Work instructions: Output every record exactly, apart from its images.

(Natural language region descriptions)
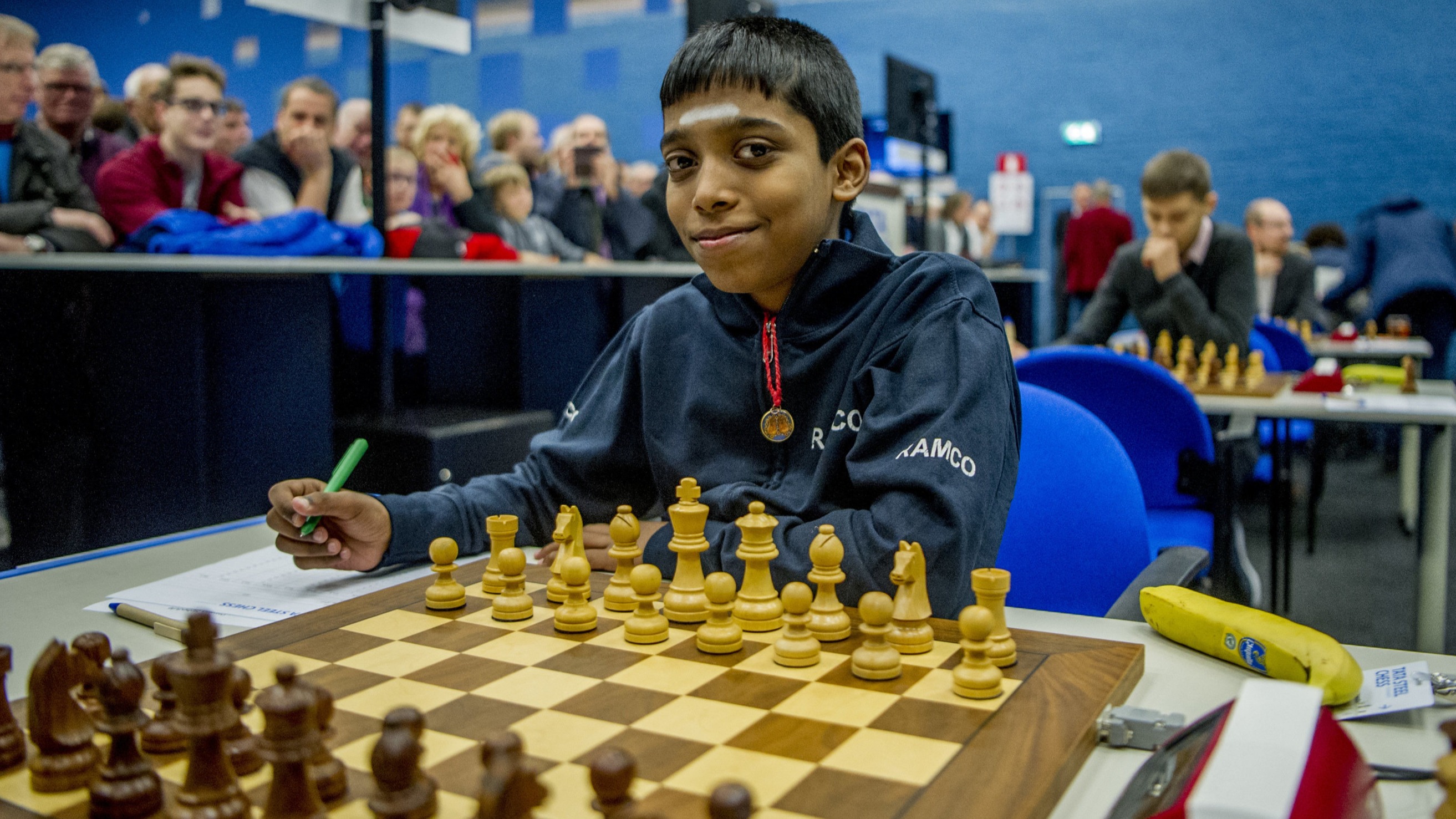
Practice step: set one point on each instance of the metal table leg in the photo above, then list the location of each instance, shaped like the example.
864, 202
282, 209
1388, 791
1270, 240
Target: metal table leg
1430, 595
1410, 476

Output for this task:
Practice step: set one point on each instance of the metal table leg in the photo above, then list the location of each instance, shaped like the example.
864, 202
282, 209
1388, 791
1270, 240
Target: metal table leg
1430, 595
1410, 476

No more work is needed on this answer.